-- DESCRIPTION OF THE TASK --
Rewrite the part that opens with the line containing "patterned dress in the image shown here." and closes with the line containing "[226,243,300,259]", substituting "trimmed shrub" for "landscaped bush" and leaving everything else unchanged. Return only those lines.

-- Bounding box annotation records --
((

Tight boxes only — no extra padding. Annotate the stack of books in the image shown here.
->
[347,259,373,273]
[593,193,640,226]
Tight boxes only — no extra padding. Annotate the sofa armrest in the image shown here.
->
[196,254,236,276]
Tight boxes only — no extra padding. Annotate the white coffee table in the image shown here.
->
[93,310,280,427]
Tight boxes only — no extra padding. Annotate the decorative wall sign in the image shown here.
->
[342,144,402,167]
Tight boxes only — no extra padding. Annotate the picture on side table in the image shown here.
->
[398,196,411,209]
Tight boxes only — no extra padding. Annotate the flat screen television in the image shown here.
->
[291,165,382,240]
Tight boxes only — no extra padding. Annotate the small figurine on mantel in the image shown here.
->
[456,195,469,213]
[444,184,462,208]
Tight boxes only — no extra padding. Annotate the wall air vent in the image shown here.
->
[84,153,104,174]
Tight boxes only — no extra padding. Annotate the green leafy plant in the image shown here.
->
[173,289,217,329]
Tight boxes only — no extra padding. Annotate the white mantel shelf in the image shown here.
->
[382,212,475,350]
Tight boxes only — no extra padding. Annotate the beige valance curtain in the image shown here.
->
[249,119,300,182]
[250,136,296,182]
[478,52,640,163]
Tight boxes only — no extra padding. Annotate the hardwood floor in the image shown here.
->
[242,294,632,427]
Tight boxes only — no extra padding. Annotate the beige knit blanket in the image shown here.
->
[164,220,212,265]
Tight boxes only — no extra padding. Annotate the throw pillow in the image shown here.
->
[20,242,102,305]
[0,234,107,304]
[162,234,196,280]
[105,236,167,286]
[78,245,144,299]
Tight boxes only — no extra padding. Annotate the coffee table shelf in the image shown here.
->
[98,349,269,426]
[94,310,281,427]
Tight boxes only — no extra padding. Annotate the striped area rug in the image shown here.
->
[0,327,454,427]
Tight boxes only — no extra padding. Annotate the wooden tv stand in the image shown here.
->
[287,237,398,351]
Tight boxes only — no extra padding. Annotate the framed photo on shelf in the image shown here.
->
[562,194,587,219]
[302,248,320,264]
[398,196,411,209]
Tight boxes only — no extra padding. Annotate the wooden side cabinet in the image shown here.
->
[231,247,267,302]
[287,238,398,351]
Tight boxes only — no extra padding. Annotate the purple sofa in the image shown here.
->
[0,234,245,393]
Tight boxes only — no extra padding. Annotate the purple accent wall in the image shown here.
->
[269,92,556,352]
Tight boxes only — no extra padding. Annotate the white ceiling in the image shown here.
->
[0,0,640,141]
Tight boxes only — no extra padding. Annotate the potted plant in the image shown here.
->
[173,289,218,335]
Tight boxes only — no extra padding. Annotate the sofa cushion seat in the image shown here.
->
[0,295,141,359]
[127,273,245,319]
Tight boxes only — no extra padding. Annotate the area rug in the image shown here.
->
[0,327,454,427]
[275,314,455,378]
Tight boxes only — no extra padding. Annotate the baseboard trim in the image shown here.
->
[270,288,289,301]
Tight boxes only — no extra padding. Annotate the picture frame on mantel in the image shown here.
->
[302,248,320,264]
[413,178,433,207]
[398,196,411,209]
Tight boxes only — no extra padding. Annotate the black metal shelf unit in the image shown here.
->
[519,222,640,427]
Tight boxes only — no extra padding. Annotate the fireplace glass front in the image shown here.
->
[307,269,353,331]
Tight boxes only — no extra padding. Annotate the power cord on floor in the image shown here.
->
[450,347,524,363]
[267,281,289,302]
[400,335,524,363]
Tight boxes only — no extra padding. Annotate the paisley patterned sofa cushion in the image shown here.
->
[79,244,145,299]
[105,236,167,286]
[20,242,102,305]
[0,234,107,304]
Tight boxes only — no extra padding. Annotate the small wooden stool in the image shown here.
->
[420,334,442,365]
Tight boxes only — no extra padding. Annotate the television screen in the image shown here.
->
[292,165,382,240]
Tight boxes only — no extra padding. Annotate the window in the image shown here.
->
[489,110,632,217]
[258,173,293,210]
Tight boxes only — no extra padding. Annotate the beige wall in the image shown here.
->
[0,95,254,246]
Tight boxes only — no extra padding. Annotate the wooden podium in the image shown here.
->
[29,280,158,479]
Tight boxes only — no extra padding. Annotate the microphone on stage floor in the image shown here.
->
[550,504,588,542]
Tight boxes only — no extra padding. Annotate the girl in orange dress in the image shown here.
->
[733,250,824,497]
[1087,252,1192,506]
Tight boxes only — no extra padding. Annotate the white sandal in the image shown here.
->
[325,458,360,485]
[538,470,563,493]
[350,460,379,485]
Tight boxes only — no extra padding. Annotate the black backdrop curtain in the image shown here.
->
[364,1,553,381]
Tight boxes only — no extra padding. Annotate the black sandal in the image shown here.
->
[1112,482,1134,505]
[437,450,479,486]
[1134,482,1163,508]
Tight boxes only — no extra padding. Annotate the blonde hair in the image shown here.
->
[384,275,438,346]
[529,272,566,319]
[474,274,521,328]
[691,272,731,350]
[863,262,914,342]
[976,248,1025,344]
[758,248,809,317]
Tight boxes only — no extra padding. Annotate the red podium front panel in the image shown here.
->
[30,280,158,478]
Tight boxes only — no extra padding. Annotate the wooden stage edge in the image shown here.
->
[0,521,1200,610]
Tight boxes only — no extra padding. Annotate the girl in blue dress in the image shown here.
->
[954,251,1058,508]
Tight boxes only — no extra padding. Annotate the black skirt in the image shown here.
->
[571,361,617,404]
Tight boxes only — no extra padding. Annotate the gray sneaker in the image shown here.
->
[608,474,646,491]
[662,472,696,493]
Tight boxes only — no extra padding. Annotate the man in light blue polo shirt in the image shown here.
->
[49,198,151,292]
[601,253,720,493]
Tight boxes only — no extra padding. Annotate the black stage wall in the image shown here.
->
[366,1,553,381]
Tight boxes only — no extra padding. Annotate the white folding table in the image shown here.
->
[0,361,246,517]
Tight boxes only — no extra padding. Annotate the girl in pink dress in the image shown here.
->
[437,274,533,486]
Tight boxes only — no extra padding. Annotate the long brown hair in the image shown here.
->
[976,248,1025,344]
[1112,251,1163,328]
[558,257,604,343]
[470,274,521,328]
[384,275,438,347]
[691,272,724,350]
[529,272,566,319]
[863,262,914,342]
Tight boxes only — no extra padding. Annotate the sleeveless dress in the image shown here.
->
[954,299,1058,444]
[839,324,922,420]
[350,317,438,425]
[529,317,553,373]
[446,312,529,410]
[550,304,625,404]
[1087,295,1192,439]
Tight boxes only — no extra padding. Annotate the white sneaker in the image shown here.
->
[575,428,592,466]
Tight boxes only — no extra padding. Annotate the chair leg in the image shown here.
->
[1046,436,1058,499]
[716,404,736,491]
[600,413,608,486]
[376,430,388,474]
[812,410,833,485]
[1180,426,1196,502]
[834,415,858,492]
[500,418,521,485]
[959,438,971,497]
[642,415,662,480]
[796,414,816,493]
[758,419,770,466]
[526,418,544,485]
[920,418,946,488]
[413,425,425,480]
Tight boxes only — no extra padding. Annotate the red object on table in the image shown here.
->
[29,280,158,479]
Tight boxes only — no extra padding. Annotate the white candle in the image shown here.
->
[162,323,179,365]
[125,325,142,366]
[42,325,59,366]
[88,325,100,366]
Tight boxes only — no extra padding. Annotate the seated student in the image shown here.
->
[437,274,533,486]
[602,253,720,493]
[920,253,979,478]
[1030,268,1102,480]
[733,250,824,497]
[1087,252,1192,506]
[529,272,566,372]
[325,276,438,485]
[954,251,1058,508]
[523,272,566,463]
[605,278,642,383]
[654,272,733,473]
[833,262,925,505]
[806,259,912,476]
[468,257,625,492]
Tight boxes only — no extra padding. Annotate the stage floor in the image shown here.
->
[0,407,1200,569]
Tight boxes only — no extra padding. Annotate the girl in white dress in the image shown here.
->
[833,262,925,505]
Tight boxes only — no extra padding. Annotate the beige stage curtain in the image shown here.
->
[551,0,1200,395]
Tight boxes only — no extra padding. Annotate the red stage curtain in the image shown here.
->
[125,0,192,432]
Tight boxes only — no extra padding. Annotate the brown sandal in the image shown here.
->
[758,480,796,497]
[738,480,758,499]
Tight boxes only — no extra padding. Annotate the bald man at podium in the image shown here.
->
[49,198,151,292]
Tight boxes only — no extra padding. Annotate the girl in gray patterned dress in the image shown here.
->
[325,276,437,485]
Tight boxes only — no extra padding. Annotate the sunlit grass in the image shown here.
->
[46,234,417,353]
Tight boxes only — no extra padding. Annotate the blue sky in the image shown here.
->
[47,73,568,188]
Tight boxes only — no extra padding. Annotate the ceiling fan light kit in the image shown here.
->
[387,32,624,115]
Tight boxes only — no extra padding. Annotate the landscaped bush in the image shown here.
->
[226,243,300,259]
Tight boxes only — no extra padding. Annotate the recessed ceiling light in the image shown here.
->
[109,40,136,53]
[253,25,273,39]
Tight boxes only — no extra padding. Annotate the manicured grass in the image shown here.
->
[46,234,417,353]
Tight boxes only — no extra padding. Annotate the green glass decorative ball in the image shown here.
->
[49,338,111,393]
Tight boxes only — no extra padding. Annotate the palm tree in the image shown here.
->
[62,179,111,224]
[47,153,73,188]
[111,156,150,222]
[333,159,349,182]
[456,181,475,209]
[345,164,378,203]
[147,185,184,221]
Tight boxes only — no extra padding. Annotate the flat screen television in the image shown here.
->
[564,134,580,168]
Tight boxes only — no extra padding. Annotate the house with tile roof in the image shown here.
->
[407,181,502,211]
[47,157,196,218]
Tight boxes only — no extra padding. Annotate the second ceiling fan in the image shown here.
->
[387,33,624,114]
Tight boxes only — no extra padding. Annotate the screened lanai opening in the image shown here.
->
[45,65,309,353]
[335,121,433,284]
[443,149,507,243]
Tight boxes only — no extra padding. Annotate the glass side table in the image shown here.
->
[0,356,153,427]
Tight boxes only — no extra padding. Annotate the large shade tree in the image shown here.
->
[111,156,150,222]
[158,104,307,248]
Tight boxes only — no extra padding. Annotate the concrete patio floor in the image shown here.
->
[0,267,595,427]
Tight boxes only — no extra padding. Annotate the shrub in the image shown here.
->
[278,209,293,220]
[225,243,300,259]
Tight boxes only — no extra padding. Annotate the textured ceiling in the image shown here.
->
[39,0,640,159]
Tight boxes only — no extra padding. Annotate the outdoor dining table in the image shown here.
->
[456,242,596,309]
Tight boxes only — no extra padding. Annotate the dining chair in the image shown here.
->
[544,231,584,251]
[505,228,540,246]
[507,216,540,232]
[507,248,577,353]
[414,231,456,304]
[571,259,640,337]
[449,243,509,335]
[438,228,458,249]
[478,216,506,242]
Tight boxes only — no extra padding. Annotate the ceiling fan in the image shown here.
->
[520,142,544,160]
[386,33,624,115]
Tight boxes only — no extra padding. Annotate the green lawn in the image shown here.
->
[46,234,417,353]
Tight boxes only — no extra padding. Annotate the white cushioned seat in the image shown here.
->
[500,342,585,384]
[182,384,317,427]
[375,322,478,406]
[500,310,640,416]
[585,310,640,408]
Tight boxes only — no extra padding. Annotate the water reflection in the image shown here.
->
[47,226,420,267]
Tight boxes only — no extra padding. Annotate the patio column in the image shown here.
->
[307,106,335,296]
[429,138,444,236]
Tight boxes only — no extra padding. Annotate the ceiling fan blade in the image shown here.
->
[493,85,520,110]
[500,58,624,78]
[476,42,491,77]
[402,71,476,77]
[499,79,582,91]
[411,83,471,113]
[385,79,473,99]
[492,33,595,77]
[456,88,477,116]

))

-- RESPONSE TO THIS EXERCISE --
Tight boxes only — no extra padding. Annotate the girl in gray patterned dress in the image shown here.
->
[325,276,437,485]
Tight boxes only — no extra padding. Annotate the sunlit grass in the image shown here.
->
[46,234,417,353]
Tight boxes only — no extra padding. Annotate the blue sky in the image shown here.
->
[47,73,568,188]
Tight boxes only — no extra padding. Annotate the ceiling fan light kit in the image shown here.
->
[387,32,624,115]
Tight boxes only — no extra padding. Annotate the trimmed shrub in the image shown here.
->
[226,243,300,259]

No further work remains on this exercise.